* [Given data]:
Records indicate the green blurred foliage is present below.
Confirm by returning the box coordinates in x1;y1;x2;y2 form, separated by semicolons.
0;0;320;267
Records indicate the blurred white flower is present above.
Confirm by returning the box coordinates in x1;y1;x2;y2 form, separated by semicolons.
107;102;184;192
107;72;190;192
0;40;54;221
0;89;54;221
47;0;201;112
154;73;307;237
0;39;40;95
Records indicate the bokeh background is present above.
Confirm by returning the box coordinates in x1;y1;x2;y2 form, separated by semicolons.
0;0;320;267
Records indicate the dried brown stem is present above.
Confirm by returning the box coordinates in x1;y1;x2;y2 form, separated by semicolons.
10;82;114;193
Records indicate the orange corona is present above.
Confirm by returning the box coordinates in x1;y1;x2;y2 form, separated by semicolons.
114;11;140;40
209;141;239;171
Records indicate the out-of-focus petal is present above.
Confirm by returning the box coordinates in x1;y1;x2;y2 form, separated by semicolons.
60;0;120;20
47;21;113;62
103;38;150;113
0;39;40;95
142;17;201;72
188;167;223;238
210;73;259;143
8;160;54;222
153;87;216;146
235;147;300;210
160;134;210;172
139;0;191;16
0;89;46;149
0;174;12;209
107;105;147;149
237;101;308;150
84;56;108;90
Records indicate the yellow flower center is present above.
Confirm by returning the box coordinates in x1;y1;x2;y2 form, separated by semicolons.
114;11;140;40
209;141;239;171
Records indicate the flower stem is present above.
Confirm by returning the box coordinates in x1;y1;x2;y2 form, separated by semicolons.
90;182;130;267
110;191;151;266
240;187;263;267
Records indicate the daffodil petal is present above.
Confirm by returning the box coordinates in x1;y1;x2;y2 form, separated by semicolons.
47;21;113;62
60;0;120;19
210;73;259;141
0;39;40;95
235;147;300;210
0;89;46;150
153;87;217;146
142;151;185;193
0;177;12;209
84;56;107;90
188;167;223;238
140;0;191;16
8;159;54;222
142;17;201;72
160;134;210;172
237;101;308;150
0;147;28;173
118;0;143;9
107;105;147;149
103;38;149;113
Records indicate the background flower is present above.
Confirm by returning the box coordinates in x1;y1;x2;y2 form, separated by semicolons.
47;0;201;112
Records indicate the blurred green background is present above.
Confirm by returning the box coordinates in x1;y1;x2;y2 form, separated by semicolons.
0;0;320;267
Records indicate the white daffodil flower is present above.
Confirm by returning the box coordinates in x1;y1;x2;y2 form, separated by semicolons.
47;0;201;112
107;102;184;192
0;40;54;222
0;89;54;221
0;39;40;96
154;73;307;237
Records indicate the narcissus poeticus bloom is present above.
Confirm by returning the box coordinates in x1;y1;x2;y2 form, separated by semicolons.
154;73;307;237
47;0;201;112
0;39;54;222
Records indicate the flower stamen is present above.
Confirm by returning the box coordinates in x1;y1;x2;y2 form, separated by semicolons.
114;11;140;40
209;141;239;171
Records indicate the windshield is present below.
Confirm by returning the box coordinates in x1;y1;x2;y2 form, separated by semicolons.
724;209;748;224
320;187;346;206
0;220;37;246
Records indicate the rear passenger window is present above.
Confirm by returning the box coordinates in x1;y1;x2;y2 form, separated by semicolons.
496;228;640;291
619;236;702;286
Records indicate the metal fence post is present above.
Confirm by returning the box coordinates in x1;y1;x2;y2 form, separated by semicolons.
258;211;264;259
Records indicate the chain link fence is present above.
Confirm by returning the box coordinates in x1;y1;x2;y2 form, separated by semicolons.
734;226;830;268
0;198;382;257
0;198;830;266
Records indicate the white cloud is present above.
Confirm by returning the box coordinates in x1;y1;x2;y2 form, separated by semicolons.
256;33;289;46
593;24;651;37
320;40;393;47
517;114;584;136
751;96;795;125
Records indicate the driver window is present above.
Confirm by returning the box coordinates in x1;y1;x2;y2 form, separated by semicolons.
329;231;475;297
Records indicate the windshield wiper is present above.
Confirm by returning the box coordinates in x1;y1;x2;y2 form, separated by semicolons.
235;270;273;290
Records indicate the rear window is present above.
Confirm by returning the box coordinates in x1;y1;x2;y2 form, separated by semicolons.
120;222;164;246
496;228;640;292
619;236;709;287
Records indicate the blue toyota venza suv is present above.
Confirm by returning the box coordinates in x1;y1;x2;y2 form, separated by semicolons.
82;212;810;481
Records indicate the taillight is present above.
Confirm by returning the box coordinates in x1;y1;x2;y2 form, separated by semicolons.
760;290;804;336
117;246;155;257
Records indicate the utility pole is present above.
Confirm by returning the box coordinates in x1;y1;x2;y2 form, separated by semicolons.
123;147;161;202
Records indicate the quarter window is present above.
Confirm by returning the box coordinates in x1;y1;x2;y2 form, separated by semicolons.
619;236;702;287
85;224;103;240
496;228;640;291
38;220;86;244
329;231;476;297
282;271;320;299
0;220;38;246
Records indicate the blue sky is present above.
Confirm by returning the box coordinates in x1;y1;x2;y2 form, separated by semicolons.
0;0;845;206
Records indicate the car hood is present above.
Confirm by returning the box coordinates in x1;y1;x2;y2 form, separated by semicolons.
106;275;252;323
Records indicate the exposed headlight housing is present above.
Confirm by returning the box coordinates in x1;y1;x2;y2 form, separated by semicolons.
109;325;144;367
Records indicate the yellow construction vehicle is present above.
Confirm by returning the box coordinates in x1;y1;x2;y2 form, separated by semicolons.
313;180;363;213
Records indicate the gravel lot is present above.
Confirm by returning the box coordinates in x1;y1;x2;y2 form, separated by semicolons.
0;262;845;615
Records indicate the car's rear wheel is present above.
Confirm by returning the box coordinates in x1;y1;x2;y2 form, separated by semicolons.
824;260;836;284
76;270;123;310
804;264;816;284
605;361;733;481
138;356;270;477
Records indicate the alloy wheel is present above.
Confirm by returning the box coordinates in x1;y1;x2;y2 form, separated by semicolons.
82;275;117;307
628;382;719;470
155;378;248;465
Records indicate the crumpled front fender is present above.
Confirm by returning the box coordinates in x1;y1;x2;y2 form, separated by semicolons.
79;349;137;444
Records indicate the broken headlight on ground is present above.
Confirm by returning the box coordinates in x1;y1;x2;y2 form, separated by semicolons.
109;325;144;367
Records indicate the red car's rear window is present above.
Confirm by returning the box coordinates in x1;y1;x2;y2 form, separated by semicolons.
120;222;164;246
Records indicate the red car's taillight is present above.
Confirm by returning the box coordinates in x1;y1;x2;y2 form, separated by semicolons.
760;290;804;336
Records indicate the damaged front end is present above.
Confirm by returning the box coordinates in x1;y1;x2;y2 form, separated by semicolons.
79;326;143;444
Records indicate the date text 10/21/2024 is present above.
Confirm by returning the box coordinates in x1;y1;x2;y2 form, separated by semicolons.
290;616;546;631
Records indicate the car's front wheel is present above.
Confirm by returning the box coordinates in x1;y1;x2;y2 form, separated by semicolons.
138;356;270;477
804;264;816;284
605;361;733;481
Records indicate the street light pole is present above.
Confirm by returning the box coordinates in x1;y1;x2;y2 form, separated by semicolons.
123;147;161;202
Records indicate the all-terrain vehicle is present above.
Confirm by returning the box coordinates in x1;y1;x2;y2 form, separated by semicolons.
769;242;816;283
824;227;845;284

* [Task]: Give every line of the records above as a JSON list of strings, one string per line, omitting any blank lines.

* [Answer to the problem]:
[
  "Records indicate the green blurred foliage is present below.",
  "Confirm by returning the box coordinates in x1;y1;x2;y2 form, separated by semicolons.",
  "0;0;320;267",
  "Records indicate the blurred white flower is present above.",
  "Confirm by returning the box coordinates in x1;y1;x2;y2 form, separated by semicolons.",
  "107;102;184;192",
  "107;72;190;192",
  "0;40;54;221",
  "0;89;54;221",
  "47;0;201;112",
  "154;73;307;237",
  "0;39;40;95",
  "Records indicate the bokeh background is present above.",
  "Confirm by returning the box coordinates in x1;y1;x2;y2 form, separated by semicolons.",
  "0;0;320;267",
  "Records indicate the dried brown stem is present above.",
  "Confirm by returning the box coordinates in x1;y1;x2;y2 form, separated by semicolons.",
  "10;82;114;193",
  "Records indicate the orange corona is present above.",
  "Confirm by returning the box coordinates in x1;y1;x2;y2 form, separated by semicolons.",
  "114;11;140;40",
  "209;141;239;171",
  "Records indicate the out-of-focus petal is present above.",
  "Confirm by returning the box coordinates in x1;y1;x2;y2 form, separated by semicolons.",
  "60;0;120;20",
  "47;21;113;62",
  "103;38;150;113",
  "0;39;40;95",
  "142;17;201;72",
  "188;167;223;238",
  "210;73;259;143",
  "8;160;54;222",
  "153;87;216;146",
  "235;147;300;210",
  "160;134;210;172",
  "139;0;191;16",
  "0;89;46;149",
  "0;174;12;209",
  "107;105;147;149",
  "237;101;308;150",
  "84;56;108;90",
  "Records indicate the yellow flower center is present above.",
  "Confirm by returning the box coordinates in x1;y1;x2;y2 form, separated by semicolons.",
  "114;11;140;40",
  "209;141;239;171",
  "Records indicate the flower stem is present above.",
  "Confirm by returning the box coordinates in x1;y1;x2;y2 form, separated by semicolons.",
  "90;182;130;267",
  "110;191;151;266",
  "240;187;263;267",
  "Records indicate the daffodil petal is present above.",
  "Confirm by returning the box coordinates in x1;y1;x2;y2 form, separated by semicolons.",
  "47;21;113;62",
  "60;0;120;19",
  "210;73;259;141",
  "0;39;40;95",
  "235;147;300;210",
  "0;89;46;150",
  "153;87;217;146",
  "142;151;185;193",
  "0;177;12;209",
  "84;56;107;90",
  "188;167;223;238",
  "140;0;191;16",
  "8;159;54;222",
  "142;17;201;72",
  "160;134;210;172",
  "237;101;308;150",
  "0;147;28;173",
  "118;0;143;9",
  "107;105;147;149",
  "103;38;149;113",
  "Records indicate the background flower is present above.",
  "Confirm by returning the box coordinates in x1;y1;x2;y2 form, separated by semicolons.",
  "47;0;201;112",
  "Records indicate the blurred green background is present above.",
  "Confirm by returning the box coordinates in x1;y1;x2;y2 form, separated by semicolons.",
  "0;0;320;267",
  "Records indicate the white daffodil flower is present above.",
  "Confirm by returning the box coordinates in x1;y1;x2;y2 form, separated by semicolons.",
  "47;0;201;112",
  "107;102;184;192",
  "0;40;54;222",
  "0;89;54;221",
  "0;39;40;96",
  "154;73;307;237",
  "Records indicate the narcissus poeticus bloom is present above.",
  "Confirm by returning the box coordinates in x1;y1;x2;y2 form, separated by semicolons.",
  "154;73;307;237",
  "47;0;201;112",
  "0;39;54;222",
  "Records indicate the flower stamen is present above.",
  "Confirm by returning the box coordinates in x1;y1;x2;y2 form, separated by semicolons.",
  "114;11;140;40",
  "209;141;239;171",
  "Records indicate the windshield is present below.",
  "Confirm by returning the box coordinates in x1;y1;x2;y2 form, separated by semicolons.",
  "724;209;748;224",
  "320;187;346;206",
  "0;220;37;246",
  "Records indicate the rear passenger window is present above.",
  "Confirm by returning the box coordinates in x1;y1;x2;y2 form, separated by semicolons.",
  "496;228;640;291",
  "619;236;702;286",
  "Records indicate the metal fence post is present above.",
  "Confirm by returning the box coordinates in x1;y1;x2;y2 form, separated by semicolons.",
  "258;211;264;259",
  "Records indicate the chain link fence is present above.",
  "Confirm by returning the box coordinates in x1;y1;x2;y2 form, separated by semicolons.",
  "734;226;830;268",
  "0;198;382;257",
  "0;198;830;266",
  "Records indicate the white cloud is present above.",
  "Confirm by returning the box coordinates in x1;y1;x2;y2 form, separated by semicolons.",
  "256;33;289;46",
  "593;24;651;37",
  "320;40;393;47",
  "517;114;584;136",
  "751;96;795;125",
  "Records indicate the driver window is present above.",
  "Confirm by returning the box coordinates in x1;y1;x2;y2 form, separated by semicolons.",
  "329;231;475;297",
  "Records indicate the windshield wiper is present above.",
  "Confirm by returning the box coordinates in x1;y1;x2;y2 form, separated by semicolons.",
  "235;270;273;290",
  "Records indicate the rear window is present above.",
  "Confirm by returning the box coordinates in x1;y1;x2;y2 form, separated by semicolons.",
  "120;222;164;246",
  "496;228;640;292",
  "619;236;709;287",
  "Records indicate the blue toyota venza suv is present above.",
  "Confirm by returning the box coordinates in x1;y1;x2;y2 form, separated by semicolons.",
  "82;212;810;481",
  "Records indicate the taillight is present above.",
  "Confirm by returning the box coordinates in x1;y1;x2;y2 form, separated by semicolons.",
  "760;290;804;336",
  "117;246;155;257",
  "Records indicate the utility pole is present above.",
  "Confirm by returning the box coordinates in x1;y1;x2;y2 form, separated by semicolons.",
  "123;147;161;202",
  "Records indicate the quarter window is present above.",
  "Confirm by returning the box coordinates in x1;y1;x2;y2 form, separated by semicolons.",
  "619;236;702;287",
  "85;224;103;240",
  "496;228;640;291",
  "38;220;86;244",
  "329;231;476;297",
  "282;271;320;299",
  "0;220;38;246",
  "Records indicate the blue sky is present above.",
  "Confirm by returning the box coordinates in x1;y1;x2;y2 form, separated by semicolons.",
  "0;0;845;206",
  "Records indicate the car hood is present above.",
  "Confirm by returning the box coordinates in x1;y1;x2;y2 form, separated by semicolons.",
  "106;275;252;323",
  "Records indicate the exposed headlight housing is present above.",
  "Confirm by returning the box coordinates in x1;y1;x2;y2 form, separated by semicolons.",
  "109;325;144;367",
  "Records indicate the yellow construction vehicle is present above.",
  "Confirm by returning the box coordinates in x1;y1;x2;y2 form, separated by semicolons.",
  "313;180;363;213",
  "Records indicate the gravel lot is present above.",
  "Confirm by returning the box coordinates in x1;y1;x2;y2 form, separated by semicolons.",
  "0;262;845;615",
  "Records indicate the car's rear wheel is present above.",
  "Confirm by returning the box coordinates in x1;y1;x2;y2 form, separated by semicolons.",
  "824;260;836;284",
  "76;270;123;310",
  "804;264;816;284",
  "605;361;733;481",
  "138;356;270;477",
  "Records indicate the alloy wheel is present above.",
  "Confirm by returning the box coordinates in x1;y1;x2;y2 form, separated by semicolons.",
  "82;275;117;307",
  "628;382;719;470",
  "155;378;248;465",
  "Records indicate the crumpled front fender is present above.",
  "Confirm by returning the box coordinates in x1;y1;x2;y2 form, separated by semicolons.",
  "79;349;137;444",
  "Records indicate the broken headlight on ground is present above.",
  "Confirm by returning the box coordinates in x1;y1;x2;y2 form, separated by semicolons.",
  "109;325;144;367",
  "Records indicate the red car's rear window is present above.",
  "Confirm by returning the box coordinates in x1;y1;x2;y2 form, separated by semicolons.",
  "120;222;164;246",
  "Records indicate the red car's taillight is present above.",
  "Confirm by returning the box coordinates in x1;y1;x2;y2 form, separated by semicolons.",
  "760;290;804;336",
  "Records indicate the damaged front end is present above.",
  "Confirm by returning the box coordinates in x1;y1;x2;y2 form, separated by semicolons.",
  "79;326;143;444",
  "Records indicate the date text 10/21/2024 is present above.",
  "Confirm by returning the box coordinates in x1;y1;x2;y2 form, separated by semicolons.",
  "290;616;546;631",
  "Records indicate the car's front wheel is present above.",
  "Confirm by returning the box coordinates in x1;y1;x2;y2 form, separated by semicolons.",
  "138;356;270;477",
  "804;264;816;284",
  "605;361;733;481",
  "Records indicate the street light pole is present above.",
  "Confirm by returning the box coordinates in x1;y1;x2;y2 form, separated by semicolons.",
  "123;147;161;202",
  "Records indicate the all-terrain vehicle is present above.",
  "Confirm by returning the box coordinates in x1;y1;x2;y2 form, separated by semicolons.",
  "769;242;816;283",
  "824;227;845;284"
]